Data shown –
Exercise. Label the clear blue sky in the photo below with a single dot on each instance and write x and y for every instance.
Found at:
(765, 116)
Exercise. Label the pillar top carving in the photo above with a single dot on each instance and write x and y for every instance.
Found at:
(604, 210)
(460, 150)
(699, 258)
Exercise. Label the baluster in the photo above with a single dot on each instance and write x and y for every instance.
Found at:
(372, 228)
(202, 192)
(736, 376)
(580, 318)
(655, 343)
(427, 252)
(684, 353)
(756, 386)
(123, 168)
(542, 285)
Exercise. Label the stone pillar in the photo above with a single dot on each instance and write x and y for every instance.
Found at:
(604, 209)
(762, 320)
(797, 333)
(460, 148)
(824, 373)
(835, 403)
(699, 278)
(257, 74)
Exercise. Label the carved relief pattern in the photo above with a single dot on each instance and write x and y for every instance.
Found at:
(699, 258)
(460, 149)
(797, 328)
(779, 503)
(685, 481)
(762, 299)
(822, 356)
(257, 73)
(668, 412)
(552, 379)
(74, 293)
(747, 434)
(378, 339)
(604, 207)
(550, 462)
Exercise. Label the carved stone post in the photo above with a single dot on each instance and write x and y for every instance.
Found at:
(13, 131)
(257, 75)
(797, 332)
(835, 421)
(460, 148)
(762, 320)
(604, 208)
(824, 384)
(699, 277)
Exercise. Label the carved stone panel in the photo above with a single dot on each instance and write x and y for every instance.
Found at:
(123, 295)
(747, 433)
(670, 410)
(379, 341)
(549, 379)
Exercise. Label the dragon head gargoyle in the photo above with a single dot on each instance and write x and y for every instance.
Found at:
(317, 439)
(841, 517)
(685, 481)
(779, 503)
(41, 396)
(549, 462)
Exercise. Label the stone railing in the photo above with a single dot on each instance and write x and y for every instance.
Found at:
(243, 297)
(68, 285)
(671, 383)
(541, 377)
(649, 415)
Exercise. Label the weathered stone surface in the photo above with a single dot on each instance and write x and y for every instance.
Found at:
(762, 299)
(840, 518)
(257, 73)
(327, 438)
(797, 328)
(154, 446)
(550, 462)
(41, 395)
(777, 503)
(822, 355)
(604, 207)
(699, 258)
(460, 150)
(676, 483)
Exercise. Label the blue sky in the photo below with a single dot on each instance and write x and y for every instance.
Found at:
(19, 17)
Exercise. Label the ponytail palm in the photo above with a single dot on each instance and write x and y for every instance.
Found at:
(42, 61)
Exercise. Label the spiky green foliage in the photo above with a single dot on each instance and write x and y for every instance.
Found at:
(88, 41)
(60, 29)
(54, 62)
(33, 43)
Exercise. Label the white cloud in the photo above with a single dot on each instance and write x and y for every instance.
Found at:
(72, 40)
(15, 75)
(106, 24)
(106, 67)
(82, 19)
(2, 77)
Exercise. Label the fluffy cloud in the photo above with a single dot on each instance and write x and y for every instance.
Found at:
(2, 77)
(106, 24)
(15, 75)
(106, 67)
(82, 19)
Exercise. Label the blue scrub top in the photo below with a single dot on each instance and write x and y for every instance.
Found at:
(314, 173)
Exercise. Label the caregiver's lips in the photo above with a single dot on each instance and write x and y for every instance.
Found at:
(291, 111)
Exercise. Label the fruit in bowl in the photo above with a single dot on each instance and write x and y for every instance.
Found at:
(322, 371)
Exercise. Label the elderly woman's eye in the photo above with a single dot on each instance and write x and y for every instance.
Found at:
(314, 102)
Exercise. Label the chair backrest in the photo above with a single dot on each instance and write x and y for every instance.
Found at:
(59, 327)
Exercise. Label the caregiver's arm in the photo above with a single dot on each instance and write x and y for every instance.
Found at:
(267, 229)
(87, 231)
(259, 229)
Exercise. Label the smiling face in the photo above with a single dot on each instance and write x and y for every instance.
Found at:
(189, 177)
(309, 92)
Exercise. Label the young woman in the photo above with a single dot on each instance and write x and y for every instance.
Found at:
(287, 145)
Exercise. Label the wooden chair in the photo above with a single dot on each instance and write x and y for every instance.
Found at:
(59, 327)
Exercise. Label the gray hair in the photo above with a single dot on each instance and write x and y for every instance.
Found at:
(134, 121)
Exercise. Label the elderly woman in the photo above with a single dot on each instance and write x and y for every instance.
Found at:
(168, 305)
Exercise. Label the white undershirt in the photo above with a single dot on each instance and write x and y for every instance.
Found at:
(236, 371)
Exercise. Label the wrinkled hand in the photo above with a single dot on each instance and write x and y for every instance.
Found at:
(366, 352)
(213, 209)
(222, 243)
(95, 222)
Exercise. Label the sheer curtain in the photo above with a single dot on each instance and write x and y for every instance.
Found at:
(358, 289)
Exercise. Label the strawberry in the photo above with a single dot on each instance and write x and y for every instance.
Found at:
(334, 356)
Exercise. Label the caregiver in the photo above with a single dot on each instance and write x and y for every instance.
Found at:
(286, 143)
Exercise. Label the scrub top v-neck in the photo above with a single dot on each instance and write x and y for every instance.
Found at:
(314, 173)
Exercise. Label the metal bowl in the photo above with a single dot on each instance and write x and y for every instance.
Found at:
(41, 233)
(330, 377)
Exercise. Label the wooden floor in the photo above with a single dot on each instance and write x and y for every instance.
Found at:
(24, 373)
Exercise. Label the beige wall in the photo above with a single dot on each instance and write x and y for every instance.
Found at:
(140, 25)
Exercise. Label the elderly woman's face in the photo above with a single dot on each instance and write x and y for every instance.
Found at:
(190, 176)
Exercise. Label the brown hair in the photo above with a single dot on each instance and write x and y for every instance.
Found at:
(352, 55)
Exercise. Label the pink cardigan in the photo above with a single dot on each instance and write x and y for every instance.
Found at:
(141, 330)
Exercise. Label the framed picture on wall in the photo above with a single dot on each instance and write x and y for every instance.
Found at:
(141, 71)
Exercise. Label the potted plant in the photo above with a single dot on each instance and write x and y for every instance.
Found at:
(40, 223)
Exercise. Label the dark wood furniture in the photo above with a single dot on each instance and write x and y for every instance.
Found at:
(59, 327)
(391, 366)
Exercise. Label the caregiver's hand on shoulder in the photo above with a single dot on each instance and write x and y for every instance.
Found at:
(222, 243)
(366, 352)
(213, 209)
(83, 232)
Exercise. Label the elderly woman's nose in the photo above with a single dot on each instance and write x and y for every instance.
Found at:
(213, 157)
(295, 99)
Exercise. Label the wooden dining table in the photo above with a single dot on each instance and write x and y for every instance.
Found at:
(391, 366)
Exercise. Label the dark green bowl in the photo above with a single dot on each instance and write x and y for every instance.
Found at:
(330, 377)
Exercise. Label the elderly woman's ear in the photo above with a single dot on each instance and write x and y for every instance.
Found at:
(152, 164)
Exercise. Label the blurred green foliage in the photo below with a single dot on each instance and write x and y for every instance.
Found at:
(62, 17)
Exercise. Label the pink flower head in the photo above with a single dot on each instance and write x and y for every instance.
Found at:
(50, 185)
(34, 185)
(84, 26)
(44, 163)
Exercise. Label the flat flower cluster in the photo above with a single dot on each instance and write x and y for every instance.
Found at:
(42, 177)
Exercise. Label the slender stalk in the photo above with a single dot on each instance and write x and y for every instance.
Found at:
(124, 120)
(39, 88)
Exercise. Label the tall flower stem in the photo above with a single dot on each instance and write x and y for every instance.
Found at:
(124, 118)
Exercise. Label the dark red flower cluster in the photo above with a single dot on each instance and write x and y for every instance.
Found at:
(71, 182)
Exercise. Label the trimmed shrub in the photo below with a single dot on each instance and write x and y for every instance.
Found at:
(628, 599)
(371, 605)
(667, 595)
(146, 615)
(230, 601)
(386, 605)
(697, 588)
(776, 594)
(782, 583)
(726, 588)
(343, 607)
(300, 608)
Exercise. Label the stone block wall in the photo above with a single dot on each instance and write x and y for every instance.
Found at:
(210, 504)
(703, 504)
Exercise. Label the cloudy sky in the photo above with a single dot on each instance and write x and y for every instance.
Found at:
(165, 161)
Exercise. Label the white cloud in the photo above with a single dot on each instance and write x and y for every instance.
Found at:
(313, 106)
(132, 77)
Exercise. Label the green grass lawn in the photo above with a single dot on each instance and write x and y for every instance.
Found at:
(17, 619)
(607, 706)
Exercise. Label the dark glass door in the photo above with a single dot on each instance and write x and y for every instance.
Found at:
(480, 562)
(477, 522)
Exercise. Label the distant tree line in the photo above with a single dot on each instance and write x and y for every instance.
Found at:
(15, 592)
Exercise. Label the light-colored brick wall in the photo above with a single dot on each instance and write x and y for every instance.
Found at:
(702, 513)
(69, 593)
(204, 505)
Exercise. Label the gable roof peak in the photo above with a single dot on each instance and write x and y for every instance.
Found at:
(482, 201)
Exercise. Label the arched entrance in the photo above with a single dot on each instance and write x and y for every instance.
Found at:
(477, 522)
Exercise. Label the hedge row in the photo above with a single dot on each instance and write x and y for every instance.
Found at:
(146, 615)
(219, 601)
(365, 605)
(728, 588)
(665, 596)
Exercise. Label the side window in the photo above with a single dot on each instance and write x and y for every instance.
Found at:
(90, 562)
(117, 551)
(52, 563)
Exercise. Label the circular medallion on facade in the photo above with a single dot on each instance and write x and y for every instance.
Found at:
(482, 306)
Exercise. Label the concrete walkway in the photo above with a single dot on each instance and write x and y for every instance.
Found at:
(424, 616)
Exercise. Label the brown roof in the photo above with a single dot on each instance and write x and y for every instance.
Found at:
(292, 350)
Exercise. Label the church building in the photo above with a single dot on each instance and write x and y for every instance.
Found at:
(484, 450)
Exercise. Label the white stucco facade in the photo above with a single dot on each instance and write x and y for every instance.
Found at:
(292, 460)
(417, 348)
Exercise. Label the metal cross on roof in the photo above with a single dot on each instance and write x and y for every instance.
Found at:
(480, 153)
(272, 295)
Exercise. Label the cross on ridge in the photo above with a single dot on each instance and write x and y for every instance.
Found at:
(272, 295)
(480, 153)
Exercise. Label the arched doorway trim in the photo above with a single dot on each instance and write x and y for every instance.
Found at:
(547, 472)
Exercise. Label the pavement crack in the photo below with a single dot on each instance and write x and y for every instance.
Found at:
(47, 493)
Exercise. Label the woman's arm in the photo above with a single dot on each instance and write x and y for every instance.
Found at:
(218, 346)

Exercise – A complete answer reproduces every line of the records in which the word "cross" occurs.

The completed task –
Exercise. Label the metal cross on roof in the photo above with a single dot on each instance and write x and y for every instance.
Exercise. Label the cross on ridge in the photo above with a single dot on each instance and write x and y for every instance.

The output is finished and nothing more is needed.